▶ _Selection_:
= = = = =

How to Audit a Google Ads Account: A Step-by-Step Framework
A Google Ads audit is the fastest way to find out whether your account is performing as well as it could be. Whether you are inheriting an account from a previous agency, reviewing your own work, or evaluating a potential client's setup, a structured audit reveals the gaps between current performance and what is achievable.
The challenge is that Google Ads accounts are complex. With dozens of settings, signals, and configuration options across campaigns, ad groups, and assets, it is easy to get lost in the detail or miss high-impact issues. A framework solves this by ensuring you cover every critical area in a logical sequence.
Here is the step-by-step audit framework we use at Marketing Systems to evaluate Google Ads accounts.
Step 1: Conversion Tracking and Measurement
Start with conversion tracking. Everything else in the audit depends on whether the account is measuring the right things correctly. If conversion tracking is broken or misconfigured, every optimisation decision based on that data is unreliable.
Check that all primary conversion actions are firing correctly by testing them end to end. Verify that conversion values are accurate, not just present. Look for duplicate conversion counting, which inflates performance metrics and misleads bidding algorithms.
Review the attribution model assigned to each conversion action. Google Ads defaults to data-driven attribution where sufficient data exists. If the account is still using last-click, consider whether that is a deliberate choice or an oversight.
Cross-reference Google Ads conversion data with your analytics platform. Significant discrepancies between the two suggest tracking gaps, double-counting, or attribution model differences that need to be resolved before drawing conclusions from the rest of the audit.
Step 2: Campaign Structure
Campaign structure determines how effectively Google's algorithms can optimise your account. The current best practice is to consolidate where possible, giving each campaign enough data volume for smart bidding to learn effectively.
Review the number of active campaigns and assess whether any could be consolidated without losing important segmentation. Common signs of over-segmentation include campaigns with fewer than thirty conversions per month, campaigns targeting overlapping keywords, and campaigns with nearly identical settings that differ only in geography or device.

= = = = =

▶ _Data extract_:
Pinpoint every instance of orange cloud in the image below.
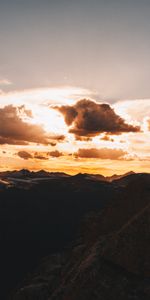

= = = = =

▶ _Exercise instructions_:
**a.** Answer these questions from the Google Ads audit article, one per line:
(i) What area does Step 1 of the framework cover?
(ii) Which attribution model does Google Ads default to where sufficient data exists?
(iii) Below what monthly conversion count does a campaign show a common sign of over-segmentation?
**b.** Write out the stretch of the Google Ads audit article from "The challenge is" through "a logical sequence.", swapping "complex" for "intricate".
**c.** Translate this sentence from the Google Ads audit article into Spanish: "Campaign structure determines how effectively Google's algorithms can optimise your account."

▶ _Answers_:
**a.**
(i) Conversion tracking and measurement.
(ii) Data-driven attribution.
(iii) Thirty conversions per month.

**b.**
The challenge is that Google Ads accounts are intricate. With dozens of settings, signals, and configuration options across campaigns, ad groups, and assets, it is easy to get lost in the detail or miss high-impact issues. A framework solves this by ensuring you cover every critical area in a logical sequence.

**c.** La estructura de campaña determina con qué eficacia los algoritmos de Google pueden optimizar su cuenta.